▸ **What you have to do**
Quote the full text below on writing the field course lab reports, word for word.

Remember that your report must be written in your own words. This means you write all the text, you make all your own tables and graphs, and if you use someone else’s photos or if you use information from Internet, you give credit to the photographer or to the web site.
Third, now you should be ready to start writing your lab reports:
Start with good record keeping. Include the following vital information on the first page: your name, date, “Biology Standard Level”, “Field Course in Corrèze, France”, and the title of the investigation. For clarity, please use the same title that is written on the photocopy of the method.
Write a clear, concise introduction for each experiment. For the method, write “See method sheet …” and include the title of the photocopy concerned. Starting from the beginning and all through the write-up, you should use the vocabulary words you learned during the week.
Make connections between the theory learned in the evening classes (populations, habitat, etc.) and the field work done during the day. If some things are not clear in the photocopies, try looking up information in your biology book.
Be careful of how you present your data. You need to present it in your own way but you need to follow the conventions of how to set up a table or a graph. The Open Door Web site has some good explanations about how to make tables and graphs so that you do not lose any points for presentation. Knockonthedoor.com > Biology > IB Biology Web
You should know how to make a graph in Excel. To insert one into Word, click on the graph once to select it, copy and paste it into your report. If you do not know how to make graphs in Excel, you can draw your own and scan it or take a good quality photo.

▸ **Provided data**
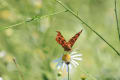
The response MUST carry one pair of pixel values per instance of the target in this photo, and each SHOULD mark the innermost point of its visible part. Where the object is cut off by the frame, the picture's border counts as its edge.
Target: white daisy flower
(68, 60)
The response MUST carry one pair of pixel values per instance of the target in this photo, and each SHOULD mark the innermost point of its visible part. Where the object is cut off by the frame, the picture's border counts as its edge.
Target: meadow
(28, 45)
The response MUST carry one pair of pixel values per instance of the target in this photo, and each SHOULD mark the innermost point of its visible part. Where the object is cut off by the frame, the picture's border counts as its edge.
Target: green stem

▸ **Solution for this problem**
Remember that your report must be written in your own words. This means you write all the text, you make all your own tables and graphs, and if you use someone else’s photos or if you use information from Internet, you give credit to the photographer or to the web site.
Third, now you should be ready to start writing your lab reports:
Start with good record keeping. Include the following vital information on the first page: your name, date, “Biology Standard Level”, “Field Course in Corrèze, France”, and the title of the investigation. For clarity, please use the same title that is written on the photocopy of the method.
Write a clear, concise introduction for each experiment. For the method, write “See method sheet …” and include the title of the photocopy concerned. Starting from the beginning and all through the write-up, you should use the vocabulary words you learned during the week.
Make connections between the theory learned in the evening classes (populations, habitat, etc.) and the field work done during the day. If some things are not clear in the photocopies, try looking up information in your biology book.
Be careful of how you present your data. You need to present it in your own way but you need to follow the conventions of how to set up a table or a graph. The Open Door Web site has some good explanations about how to make tables and graphs so that you do not lose any points for presentation. Knockonthedoor.com > Biology > IB Biology Web
You should know how to make a graph in Excel. To insert one into Word, click on the graph once to select it, copy and paste it into your report. If you do not know how to make graphs in Excel, you can draw your own and scan it or take a good quality photo.